Write a poem about being Genderqueer (if you struggle, try a haiku, acrostic poem with your name, or just a stream of consciousness paragraph).

I am a genderqueer
Nor boi grrl but in between
Pronoun “they” not “she”

*with thanks to

Adapted from the 30 day Trans challenge and the 30 day [GSM] challenge

30 Day Genderqueer Challenge Day 22

9 Feb

Discuss how your clothes do or don’t reflect your gender.

I am so pleased I got asked this question because it has been on my mind since I had a discussion with a friend about gender, clothes and femininity. We had begun to talk about starting T and I talked about my own experiences and how initially I felt I was trying to be ‘seen’ as genderqueer, which meant changing what I wore and binding my breasts. Now I dress less masculine, however I am still not 100% comfortable with wearing dresses or skirts again, unless it is for a fancy dress event. As we were talking my friend mentioned that they had a female jacket that they didn’t feel comfortable wearing yet because it was too feminine. Somewhere between them telling me about the jacket and my brain mulling it over I realised how sad it was that clothes were being perceived to have a gender.


30 Day Genderqueer Challenge Day 21

9 Jan

Your first queer crush or relationship?

I cannot remember exactly who my first queer crush was, but the following names come to mind:

– a queer person I met online who I later met and now know personally
– Hilary Swank in “Boys Don’t Cry”
– Veronica who used to catch the school bus with me in Rome ( I have no idea if she was queer but it was her androgynous look that I liked)

As for my first queer relationship, that would have been someone who I met online through a website called Mogenic. It was a brief relationship, solely due to my own stupidity, but it was one that taught me a lot about myself and who I wanted to be.

My first queer crush was probably on a few drag kings that would perform at the Star Hotel on Hoddle Street on Friday nights back in the day. In those days there were many drag kings that would then become men and genderqueers, making me wonder if it was a crush or a secret knowledge that I wanted to be like them in some way.


30 Day Genderqueer Challenge Day 20

17 Jan

How has your relationship with the cisgender people in your life changed?

I am not sure that my relationship with the cisgender people in my life has changed that much, then again now I think about it I think it actually has.

Before I started T cisgender people who aren’t queer in my life saw me as a lesbian/dyke, while those who were part of the LGBTI/queer community too saw me as androgynous/tomboy, female.  Now, I feel queer cisgender people see me as trans* or ‘different’ because they hear my voice has changed or that I have facial hair.  Non-queer cisgender people, such as family and work colleagues, see me still as possibly as a lesbian but I don’t really know because I dare not think or ask what they see in me. So in a way I’ve pulled away from some people because they don’t understand and in a way I don’t know what to say or how to explain.

I feel I can’t be genderqueer around my queer cisgender friends or acquaintances because they don’t ‘get’ what it means. I can’t be trans* because in their eyes it means transition from one gender to another. With non-queer cisgender people I feel like a freak. I cannot explain who I am or who I want to be. I shave before I go to work just so they don’t notice my facial hair too much.

I’ve always had a small group of friends, however I feel starting T and changing has caused me to pull away from people who don’t understand. Yet I ask how can other understand when I don’t make a point to stop and explain?

RECORDS FOR THIS EXERCISE:
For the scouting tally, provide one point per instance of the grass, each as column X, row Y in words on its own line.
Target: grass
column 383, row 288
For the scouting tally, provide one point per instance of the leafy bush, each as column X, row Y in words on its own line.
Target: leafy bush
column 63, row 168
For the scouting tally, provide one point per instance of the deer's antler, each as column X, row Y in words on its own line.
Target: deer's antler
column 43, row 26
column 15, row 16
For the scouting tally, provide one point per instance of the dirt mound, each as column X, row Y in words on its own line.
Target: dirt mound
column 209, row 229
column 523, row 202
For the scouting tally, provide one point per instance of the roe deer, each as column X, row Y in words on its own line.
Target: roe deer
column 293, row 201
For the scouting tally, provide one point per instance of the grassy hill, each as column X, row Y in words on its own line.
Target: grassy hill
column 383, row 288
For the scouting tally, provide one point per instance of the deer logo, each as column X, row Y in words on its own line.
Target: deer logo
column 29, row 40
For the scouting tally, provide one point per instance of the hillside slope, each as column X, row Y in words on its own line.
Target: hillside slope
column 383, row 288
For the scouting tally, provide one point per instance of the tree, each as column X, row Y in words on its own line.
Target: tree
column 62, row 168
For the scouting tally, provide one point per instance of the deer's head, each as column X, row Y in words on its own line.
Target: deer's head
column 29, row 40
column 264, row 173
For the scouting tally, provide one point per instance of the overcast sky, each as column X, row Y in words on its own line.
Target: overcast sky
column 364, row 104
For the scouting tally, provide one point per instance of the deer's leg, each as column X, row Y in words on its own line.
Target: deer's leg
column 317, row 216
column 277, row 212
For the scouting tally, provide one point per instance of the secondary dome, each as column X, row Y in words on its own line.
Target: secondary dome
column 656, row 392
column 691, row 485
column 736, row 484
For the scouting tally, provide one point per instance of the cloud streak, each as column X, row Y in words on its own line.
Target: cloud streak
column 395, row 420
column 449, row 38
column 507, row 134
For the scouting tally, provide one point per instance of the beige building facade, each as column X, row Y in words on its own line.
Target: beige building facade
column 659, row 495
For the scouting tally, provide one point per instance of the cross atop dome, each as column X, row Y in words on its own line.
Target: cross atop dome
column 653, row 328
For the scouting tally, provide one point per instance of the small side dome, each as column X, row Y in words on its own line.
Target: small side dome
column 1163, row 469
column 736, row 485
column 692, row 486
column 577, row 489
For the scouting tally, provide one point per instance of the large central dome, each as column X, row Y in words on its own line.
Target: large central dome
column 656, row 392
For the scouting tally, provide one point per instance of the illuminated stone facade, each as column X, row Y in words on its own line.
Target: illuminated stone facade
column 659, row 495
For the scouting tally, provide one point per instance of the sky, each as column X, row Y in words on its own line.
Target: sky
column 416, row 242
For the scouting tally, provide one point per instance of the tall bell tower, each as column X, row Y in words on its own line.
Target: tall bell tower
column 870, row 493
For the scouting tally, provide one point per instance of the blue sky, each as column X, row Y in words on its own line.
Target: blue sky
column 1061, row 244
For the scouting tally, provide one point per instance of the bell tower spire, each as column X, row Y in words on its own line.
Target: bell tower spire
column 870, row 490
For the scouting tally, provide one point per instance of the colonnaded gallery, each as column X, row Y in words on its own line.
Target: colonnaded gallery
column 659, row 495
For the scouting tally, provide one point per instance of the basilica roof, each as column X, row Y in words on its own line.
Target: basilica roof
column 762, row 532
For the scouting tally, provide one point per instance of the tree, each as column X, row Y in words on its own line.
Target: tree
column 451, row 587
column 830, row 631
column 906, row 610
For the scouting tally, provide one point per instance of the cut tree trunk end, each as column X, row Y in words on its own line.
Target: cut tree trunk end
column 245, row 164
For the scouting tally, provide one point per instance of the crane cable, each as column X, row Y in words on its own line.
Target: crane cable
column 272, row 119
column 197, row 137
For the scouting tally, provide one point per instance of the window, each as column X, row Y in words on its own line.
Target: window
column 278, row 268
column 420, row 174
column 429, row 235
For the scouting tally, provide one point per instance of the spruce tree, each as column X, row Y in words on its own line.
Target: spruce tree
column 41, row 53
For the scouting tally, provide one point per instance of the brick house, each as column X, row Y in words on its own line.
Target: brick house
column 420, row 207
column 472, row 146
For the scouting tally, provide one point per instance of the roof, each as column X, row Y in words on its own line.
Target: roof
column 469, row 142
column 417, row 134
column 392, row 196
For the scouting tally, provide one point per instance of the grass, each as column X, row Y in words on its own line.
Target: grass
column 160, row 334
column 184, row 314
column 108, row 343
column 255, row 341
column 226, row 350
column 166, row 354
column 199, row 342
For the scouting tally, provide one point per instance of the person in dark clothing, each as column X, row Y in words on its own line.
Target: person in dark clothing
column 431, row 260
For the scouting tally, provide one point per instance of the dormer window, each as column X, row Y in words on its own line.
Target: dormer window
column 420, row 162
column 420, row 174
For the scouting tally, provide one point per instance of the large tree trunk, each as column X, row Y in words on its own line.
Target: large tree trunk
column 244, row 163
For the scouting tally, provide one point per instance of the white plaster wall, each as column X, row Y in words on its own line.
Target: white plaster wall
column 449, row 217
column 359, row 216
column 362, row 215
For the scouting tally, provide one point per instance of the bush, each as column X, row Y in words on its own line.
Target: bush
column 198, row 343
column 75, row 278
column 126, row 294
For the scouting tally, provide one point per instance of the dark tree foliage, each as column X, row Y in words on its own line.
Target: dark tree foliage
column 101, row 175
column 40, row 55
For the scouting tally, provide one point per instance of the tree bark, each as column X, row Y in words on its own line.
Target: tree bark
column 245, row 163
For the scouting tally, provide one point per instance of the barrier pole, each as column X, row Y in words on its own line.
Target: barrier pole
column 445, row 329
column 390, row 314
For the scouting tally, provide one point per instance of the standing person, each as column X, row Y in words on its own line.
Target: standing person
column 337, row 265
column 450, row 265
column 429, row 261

DIRECTIONS:
(a) Locate each line of the entries that contains the word "secondary", matching case exactly, and copy those lines.
(b) Resume the Genderqueer Challenge posts from the point at which they stop.
The Genderqueer Challenge posts and the entries are unrelated to each other.

OUTPUTS:
(a)
For the scouting tally, provide one point per instance of the secondary dome, each as column X, row Y in words on its own line.
Target: secondary dome

(b)
Adapted from the 30 day Trans challenge and the 30 day [GSM] challenge

30 Day Genderqueer Challenge Day 19

11 Dec

Do you feel comfortable answering questions about your gender to friends? Acquaintances? Strangers?

I was just about to say that I am more than happy to answer questions about gender in general, but I guess when it comes down to my gender it depends on who asks.

Sometimes it is easier when it is coming from a stranger, for example when I might be facilitating or running training around Trans* 101 or gender diversity. No one knows me so I don’t really care about other people’s judgements and am more than comfortable challenging inappropriate questions or assumptions made.

Acquaintances, especially people who I might be starting to get to know, sometimes make me feel a little more uncomfortable in answering questions about my gender. A work colleague for example would trigger a mild anxiety attack as I feel uncomfortable as is being ‘me’ at work. I think everyone assumes I am a lesbian and no one has ever asked anything else about me. I’ve told a select number of people at work about my involvement within the trans* community and disclosed my pronoun preference, but that is about it. My comfort level with other acquaintances really depends on many factors like how did I meet this person, do they understand the basic trans* stuff, what questions are they asking and how do they identify.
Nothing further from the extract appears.